* **Directions**
Answer these questions from the review of Nymelle below.
(a) Which publisher released the volume, and in what city?
(b) On what date were volumes 1 and 2 of the series reviewed on Flayrah?
(c) What animal is Hellequin of the Cursed Wood?

* **Provided passage**
Submitted by Fred Patten, Furry’s favorite historian and reviewer.

L’Épée d’Ardenois. T. 3/4, Nymelle, by Étienne Willem.
Geneva, Switzerland, Éditions Paquet, February 2014, hardbound €13,50 (48 pages).

downloadThis is part of Lex Nakashima’s & my project to bring American furry fans the best of new French-language animalière bandes dessinées. Volumes 1 and 2 of this 4-volume series were reviewed on Flayrah on April 29, 2013. Here is volume 3, Nymelle.

The warfare in the Medieval funny-animal realm of the three kingdoms has devolved into bloody chaos. Garen (rabbit), the young peasant boy who hero-worships the legendary Companions of the Dawn — four unstoppable knights who led the three kingdoms of Bohan, Herbeutagne, and Valdor against the demonic armies of wizard-king Lord Nuhy a generation ago, then retired – is eager to see them reunite when Nuhy’s army reappears under his “eternal captain”, Hellequin of the Cursed Wood (goat). But the Companions are old and out of training today, and Sir Godefroid (hound), who is Garen’s personal hero among the Companions, is carefully killed by Hellequin before he relaunches the war. The other Companions dubiously accept Garen as their squire to honor Godefroid’s memory, but they are all shocked to find that the three kingdoms of today are not what they were a generation ago. Then, they were three monarchies united by strong rulers working together. Now, they are three separate monarchies each under weak rulers who do not even have the support of all their own nobility and knights, and who are jockeying for leadership among themselves – divisions that Hellequin skillfully encourages. Hellequin is supposedly trying to find and collect the Black Armor of Nuhy, which was divided among the victors after Nuhy’s death in battle. Some believe that this is just Hellequin’s pretext to use Nuhy’s name and armies for his own benefit, while others believe that Nuhy had real demonic powers, and that he will be resurrected if Hellequin does find all of his Black Armor. There are more complications, and volume 2, The Prophecy, ends with Garen, the other three Companions of the Dawn (Sir Grimbert, fox; Lord Arthus, bear; and La Fouine, marten), and the peasant refugees left behind the Wall of Ambrosius where they are supposed to be safe, suddenly attacked by Skernovite pirate raiders led by their King Rothgard the Bald (hawk) and Hellequin’s lieutenant Sigwald the Rash (bull terrier).

(Data entries)
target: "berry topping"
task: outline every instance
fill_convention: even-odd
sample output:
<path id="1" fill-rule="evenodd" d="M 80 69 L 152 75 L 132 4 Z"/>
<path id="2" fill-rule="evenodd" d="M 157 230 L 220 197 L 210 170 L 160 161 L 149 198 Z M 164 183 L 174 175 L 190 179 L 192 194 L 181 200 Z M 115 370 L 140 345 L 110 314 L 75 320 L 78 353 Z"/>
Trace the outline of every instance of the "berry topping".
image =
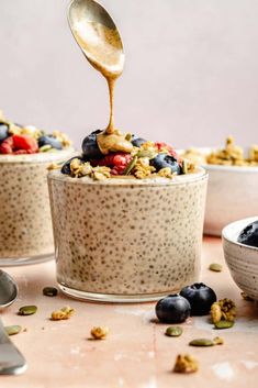
<path id="1" fill-rule="evenodd" d="M 181 323 L 190 315 L 191 306 L 180 295 L 169 295 L 156 304 L 156 315 L 164 323 Z"/>
<path id="2" fill-rule="evenodd" d="M 0 154 L 12 154 L 13 153 L 13 136 L 7 137 L 0 144 Z"/>
<path id="3" fill-rule="evenodd" d="M 97 130 L 90 133 L 88 136 L 85 137 L 82 142 L 82 154 L 83 157 L 87 159 L 100 159 L 103 157 L 99 145 L 97 143 L 97 135 L 102 132 L 101 130 Z"/>
<path id="4" fill-rule="evenodd" d="M 191 304 L 191 315 L 206 315 L 211 306 L 216 301 L 216 295 L 212 288 L 203 282 L 194 282 L 184 287 L 180 295 Z"/>
<path id="5" fill-rule="evenodd" d="M 238 243 L 258 247 L 258 220 L 249 223 L 239 234 Z"/>
<path id="6" fill-rule="evenodd" d="M 9 134 L 8 134 L 9 125 L 5 123 L 0 123 L 0 142 L 4 141 Z"/>
<path id="7" fill-rule="evenodd" d="M 13 149 L 20 151 L 25 149 L 27 154 L 34 154 L 38 152 L 37 141 L 30 135 L 13 135 Z"/>
<path id="8" fill-rule="evenodd" d="M 161 168 L 169 167 L 172 173 L 182 174 L 182 168 L 179 165 L 178 159 L 168 154 L 158 154 L 154 159 L 149 162 L 150 166 L 156 168 L 156 171 L 159 171 Z"/>
<path id="9" fill-rule="evenodd" d="M 141 147 L 142 144 L 146 143 L 147 141 L 143 137 L 137 137 L 136 135 L 132 136 L 132 141 L 131 143 L 135 146 L 135 147 Z"/>
<path id="10" fill-rule="evenodd" d="M 40 147 L 43 147 L 44 145 L 51 145 L 52 148 L 56 148 L 56 149 L 63 148 L 61 142 L 52 135 L 41 136 L 38 137 L 37 142 Z"/>
<path id="11" fill-rule="evenodd" d="M 92 166 L 106 166 L 111 168 L 112 175 L 122 175 L 132 160 L 131 154 L 112 153 L 100 160 L 92 160 Z"/>
<path id="12" fill-rule="evenodd" d="M 66 174 L 66 175 L 70 175 L 70 174 L 71 174 L 70 163 L 71 163 L 71 160 L 74 160 L 74 159 L 78 159 L 78 160 L 80 160 L 81 163 L 85 162 L 81 156 L 74 156 L 74 157 L 71 157 L 69 160 L 67 160 L 67 162 L 61 166 L 61 170 L 60 170 L 61 174 Z"/>
<path id="13" fill-rule="evenodd" d="M 0 145 L 1 154 L 34 154 L 37 152 L 37 141 L 29 135 L 12 135 Z"/>

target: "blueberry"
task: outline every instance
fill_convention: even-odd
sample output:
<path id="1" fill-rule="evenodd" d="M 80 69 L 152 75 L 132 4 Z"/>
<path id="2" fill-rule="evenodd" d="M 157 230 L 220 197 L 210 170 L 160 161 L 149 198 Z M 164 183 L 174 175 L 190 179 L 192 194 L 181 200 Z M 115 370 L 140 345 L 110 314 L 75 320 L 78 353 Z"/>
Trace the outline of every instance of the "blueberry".
<path id="1" fill-rule="evenodd" d="M 164 323 L 181 323 L 190 315 L 191 306 L 180 295 L 169 295 L 156 304 L 156 315 Z"/>
<path id="2" fill-rule="evenodd" d="M 203 282 L 184 287 L 180 295 L 191 304 L 191 315 L 209 314 L 212 303 L 216 301 L 216 293 Z"/>
<path id="3" fill-rule="evenodd" d="M 132 141 L 131 143 L 135 146 L 135 147 L 141 147 L 142 144 L 146 143 L 147 141 L 143 137 L 137 137 L 136 135 L 132 136 Z"/>
<path id="4" fill-rule="evenodd" d="M 101 130 L 97 130 L 90 133 L 85 137 L 82 142 L 82 153 L 87 159 L 101 159 L 103 154 L 101 153 L 99 145 L 97 143 L 98 133 L 102 132 Z"/>
<path id="5" fill-rule="evenodd" d="M 79 159 L 81 162 L 85 162 L 83 158 L 81 156 L 74 156 L 71 157 L 69 160 L 67 160 L 63 166 L 61 166 L 61 174 L 66 174 L 66 175 L 70 175 L 70 163 L 74 159 Z"/>
<path id="6" fill-rule="evenodd" d="M 0 142 L 4 141 L 9 136 L 9 125 L 5 123 L 0 123 Z"/>
<path id="7" fill-rule="evenodd" d="M 177 173 L 178 175 L 182 174 L 182 168 L 178 160 L 168 154 L 158 154 L 154 159 L 149 160 L 149 164 L 154 166 L 157 171 L 161 168 L 169 167 L 172 173 Z"/>
<path id="8" fill-rule="evenodd" d="M 238 243 L 258 247 L 258 220 L 249 223 L 239 234 Z"/>
<path id="9" fill-rule="evenodd" d="M 53 148 L 63 149 L 61 142 L 52 135 L 43 135 L 38 137 L 37 142 L 38 147 L 43 147 L 44 145 L 51 145 Z"/>

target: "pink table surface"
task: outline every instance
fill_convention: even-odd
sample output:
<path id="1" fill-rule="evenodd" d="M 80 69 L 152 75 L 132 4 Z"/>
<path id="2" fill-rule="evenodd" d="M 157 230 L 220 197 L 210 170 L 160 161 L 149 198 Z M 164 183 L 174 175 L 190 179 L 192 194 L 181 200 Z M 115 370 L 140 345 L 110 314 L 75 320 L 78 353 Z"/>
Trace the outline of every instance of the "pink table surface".
<path id="1" fill-rule="evenodd" d="M 223 264 L 222 273 L 212 273 L 209 264 Z M 201 280 L 218 298 L 232 298 L 238 308 L 234 328 L 215 331 L 207 318 L 190 318 L 180 337 L 164 335 L 166 324 L 155 323 L 155 303 L 98 304 L 42 295 L 55 285 L 55 263 L 3 268 L 18 281 L 19 299 L 1 313 L 4 325 L 26 329 L 12 340 L 27 359 L 29 368 L 20 376 L 0 376 L 1 388 L 197 388 L 258 386 L 258 309 L 245 301 L 233 282 L 223 258 L 220 239 L 203 242 Z M 36 304 L 34 315 L 20 317 L 21 306 Z M 71 306 L 76 313 L 67 321 L 51 321 L 52 311 Z M 89 341 L 90 329 L 106 325 L 104 341 Z M 188 345 L 197 337 L 220 335 L 225 344 L 195 348 Z M 190 353 L 200 363 L 191 375 L 172 373 L 179 353 Z"/>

* **Exercise answer**
(a) Éditions Paquet, in Geneva, Switzerland.
(b) April 29, 2013.
(c) A goat.